PROMPT
Pictures do not belong in the copy; restate the records below word for word.
^^^^^^^^
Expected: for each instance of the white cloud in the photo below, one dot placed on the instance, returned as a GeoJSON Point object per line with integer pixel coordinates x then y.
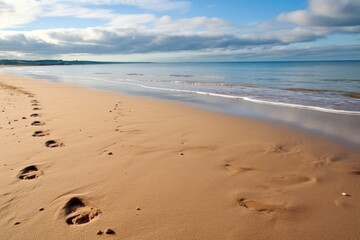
{"type": "Point", "coordinates": [150, 33]}
{"type": "Point", "coordinates": [14, 13]}
{"type": "Point", "coordinates": [326, 13]}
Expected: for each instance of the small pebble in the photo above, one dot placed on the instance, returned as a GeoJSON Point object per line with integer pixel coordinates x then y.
{"type": "Point", "coordinates": [110, 231]}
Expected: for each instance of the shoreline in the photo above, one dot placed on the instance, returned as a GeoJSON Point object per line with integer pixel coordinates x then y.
{"type": "Point", "coordinates": [120, 162]}
{"type": "Point", "coordinates": [341, 128]}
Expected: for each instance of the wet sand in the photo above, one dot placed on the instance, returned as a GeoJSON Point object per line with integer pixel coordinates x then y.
{"type": "Point", "coordinates": [77, 163]}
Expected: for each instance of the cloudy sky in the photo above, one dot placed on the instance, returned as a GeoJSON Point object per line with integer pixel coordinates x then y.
{"type": "Point", "coordinates": [180, 30]}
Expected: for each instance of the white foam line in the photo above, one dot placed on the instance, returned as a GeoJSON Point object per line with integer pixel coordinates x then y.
{"type": "Point", "coordinates": [246, 99]}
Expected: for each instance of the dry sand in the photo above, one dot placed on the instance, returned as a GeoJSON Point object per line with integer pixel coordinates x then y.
{"type": "Point", "coordinates": [151, 169]}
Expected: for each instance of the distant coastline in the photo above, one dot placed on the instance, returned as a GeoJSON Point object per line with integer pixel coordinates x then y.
{"type": "Point", "coordinates": [45, 62]}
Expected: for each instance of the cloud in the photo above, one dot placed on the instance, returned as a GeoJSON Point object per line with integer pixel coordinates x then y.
{"type": "Point", "coordinates": [118, 40]}
{"type": "Point", "coordinates": [326, 13]}
{"type": "Point", "coordinates": [157, 5]}
{"type": "Point", "coordinates": [150, 32]}
{"type": "Point", "coordinates": [14, 13]}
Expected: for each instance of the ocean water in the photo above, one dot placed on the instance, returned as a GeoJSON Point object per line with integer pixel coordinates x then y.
{"type": "Point", "coordinates": [321, 96]}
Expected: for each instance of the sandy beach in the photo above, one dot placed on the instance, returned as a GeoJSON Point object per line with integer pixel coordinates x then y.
{"type": "Point", "coordinates": [77, 163]}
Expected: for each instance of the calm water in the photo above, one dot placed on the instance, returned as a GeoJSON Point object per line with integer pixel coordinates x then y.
{"type": "Point", "coordinates": [321, 96]}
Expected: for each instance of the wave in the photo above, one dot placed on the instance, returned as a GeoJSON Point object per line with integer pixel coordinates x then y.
{"type": "Point", "coordinates": [344, 93]}
{"type": "Point", "coordinates": [299, 106]}
{"type": "Point", "coordinates": [207, 84]}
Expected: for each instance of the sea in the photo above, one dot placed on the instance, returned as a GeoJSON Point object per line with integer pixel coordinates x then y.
{"type": "Point", "coordinates": [319, 96]}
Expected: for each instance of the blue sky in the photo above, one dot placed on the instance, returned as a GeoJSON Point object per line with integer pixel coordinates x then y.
{"type": "Point", "coordinates": [180, 30]}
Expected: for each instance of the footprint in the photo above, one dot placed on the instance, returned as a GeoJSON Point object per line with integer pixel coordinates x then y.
{"type": "Point", "coordinates": [37, 123]}
{"type": "Point", "coordinates": [292, 179]}
{"type": "Point", "coordinates": [53, 144]}
{"type": "Point", "coordinates": [39, 134]}
{"type": "Point", "coordinates": [280, 148]}
{"type": "Point", "coordinates": [237, 169]}
{"type": "Point", "coordinates": [77, 212]}
{"type": "Point", "coordinates": [30, 172]}
{"type": "Point", "coordinates": [260, 207]}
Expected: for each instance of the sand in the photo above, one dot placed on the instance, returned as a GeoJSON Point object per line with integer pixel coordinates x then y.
{"type": "Point", "coordinates": [77, 163]}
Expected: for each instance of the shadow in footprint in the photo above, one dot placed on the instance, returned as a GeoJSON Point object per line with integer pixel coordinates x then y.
{"type": "Point", "coordinates": [237, 169]}
{"type": "Point", "coordinates": [30, 172]}
{"type": "Point", "coordinates": [53, 144]}
{"type": "Point", "coordinates": [37, 123]}
{"type": "Point", "coordinates": [260, 207]}
{"type": "Point", "coordinates": [39, 134]}
{"type": "Point", "coordinates": [77, 212]}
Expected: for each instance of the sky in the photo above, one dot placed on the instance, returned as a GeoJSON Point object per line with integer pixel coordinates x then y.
{"type": "Point", "coordinates": [180, 30]}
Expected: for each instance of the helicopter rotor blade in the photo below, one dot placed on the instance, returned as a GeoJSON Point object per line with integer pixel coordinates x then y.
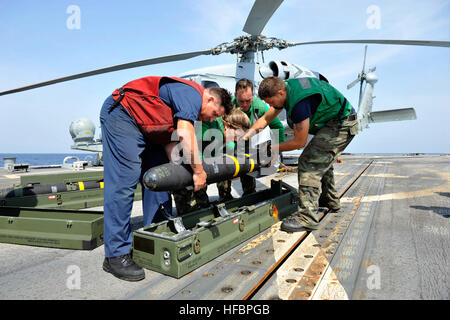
^^^^^^^^
SOLUTION
Expected: for each instance of the white cloud in the photo below, one dot placed on the instance, returned as a GeoJSON Point object per line with integer pixel coordinates x then y.
{"type": "Point", "coordinates": [150, 33]}
{"type": "Point", "coordinates": [14, 13]}
{"type": "Point", "coordinates": [326, 13]}
Expected: for each instance of the small pebble in the photo above, one dot placed on the instance, returned as a GeoJSON Point object per line with integer pixel coordinates x then y.
{"type": "Point", "coordinates": [110, 231]}
Expected: for each instance of the shoreline in the photo above, one dot placed on the instance, returned as a GeoJSON Point object per line with integer pixel coordinates x then y.
{"type": "Point", "coordinates": [120, 162]}
{"type": "Point", "coordinates": [341, 128]}
Expected: for each instance of the wet sand in the photo above, one dot placed on the instance, returned as a GeoJSON Point object per line with integer pixel coordinates x then y.
{"type": "Point", "coordinates": [77, 163]}
Expected: for each instance of the cloudy sky in the photo above, one dot placed on the instance, returned as a GeoJSON Point object per line with integer pixel coordinates x then y.
{"type": "Point", "coordinates": [180, 30]}
Expected: for each instance of the white foam line in the photo above, one dot placed on the instance, returned as a GeoJSON Point object per line with integer pixel coordinates x then y.
{"type": "Point", "coordinates": [246, 99]}
Expected: for each instance of the dry sand in the photo above, one dot placed on the instance, returned as a GeoJSON Point object per line with integer pixel coordinates x then y.
{"type": "Point", "coordinates": [151, 169]}
Expected: for each instance of the distant coastline in the photo above, one dot placed on the instance, returned as a GeoJSON Point object per line with integer pixel coordinates x then y.
{"type": "Point", "coordinates": [45, 62]}
Expected: for each instance of the cloud in the photo above, one dot placed on the instance, returned as a GeoJSON Point object per line with integer pixel coordinates x then y.
{"type": "Point", "coordinates": [118, 40]}
{"type": "Point", "coordinates": [326, 13]}
{"type": "Point", "coordinates": [157, 5]}
{"type": "Point", "coordinates": [150, 32]}
{"type": "Point", "coordinates": [14, 13]}
Expected: for each instance of the ocean water in the photo above, one dot placed on the instance, returned as a GeoJSON Point object per line with integer pixel coordinates x then y.
{"type": "Point", "coordinates": [321, 96]}
Expected: for each instance of the sandy beach in the photo above, one dot placed on the instance, returned as a GeoJSON Point object per line with integer pixel coordinates x then y.
{"type": "Point", "coordinates": [77, 163]}
Expected: for each instance of the calm water in the photo above, one dot placed on the instance, returned as a GeoJSON Point object per line with integer pixel coordinates x then y.
{"type": "Point", "coordinates": [321, 96]}
Expected: for each instance of the wave in the photo above, one dot placed on the instance, returned as a GeoJSON Point object per line with integer pixel coordinates x then y.
{"type": "Point", "coordinates": [344, 93]}
{"type": "Point", "coordinates": [299, 106]}
{"type": "Point", "coordinates": [207, 84]}
Expected: for each instance of the sea in the photo above, one dot placed on the instance, returned as a GeoJSON Point object per line with integer pixel coordinates x then y.
{"type": "Point", "coordinates": [319, 96]}
Expected: for each instance of the blue sky in the photo above, one dot placed on the instance, returned as a GeoJSON Point object per line with integer pixel coordinates x then y.
{"type": "Point", "coordinates": [180, 30]}
Expected: for each instance of the footprint in the photo above, one dot placed on the instance, returned as a GeoJSON Point object per line with integer pixel coordinates x then y.
{"type": "Point", "coordinates": [37, 123]}
{"type": "Point", "coordinates": [292, 179]}
{"type": "Point", "coordinates": [53, 144]}
{"type": "Point", "coordinates": [39, 134]}
{"type": "Point", "coordinates": [280, 148]}
{"type": "Point", "coordinates": [237, 169]}
{"type": "Point", "coordinates": [77, 212]}
{"type": "Point", "coordinates": [30, 172]}
{"type": "Point", "coordinates": [260, 207]}
Expected: for each instance of the sand in the photo above, one dot placed on the instance, returned as a GeoJSON Point object per line with integer pixel coordinates x then y.
{"type": "Point", "coordinates": [77, 163]}
Expected: for each instance of the shadow in footprint in the photo above, one dot placed on the instance, returned as a GeoJSON Point object per line with integer pixel coordinates x then y.
{"type": "Point", "coordinates": [237, 169]}
{"type": "Point", "coordinates": [30, 172]}
{"type": "Point", "coordinates": [53, 144]}
{"type": "Point", "coordinates": [37, 123]}
{"type": "Point", "coordinates": [260, 207]}
{"type": "Point", "coordinates": [39, 134]}
{"type": "Point", "coordinates": [77, 212]}
Expected: for each instance of the sky in the photo above, one dot placed on the instance, returned as a GeoJSON Point object per line with integer pixel coordinates x then y.
{"type": "Point", "coordinates": [180, 30]}
Expected: for each instance of the helicopter rotor blade in the photo below, one dot placed on the instance, returned as a GeoJSON Point object per line with integer pixel coordinates x then y.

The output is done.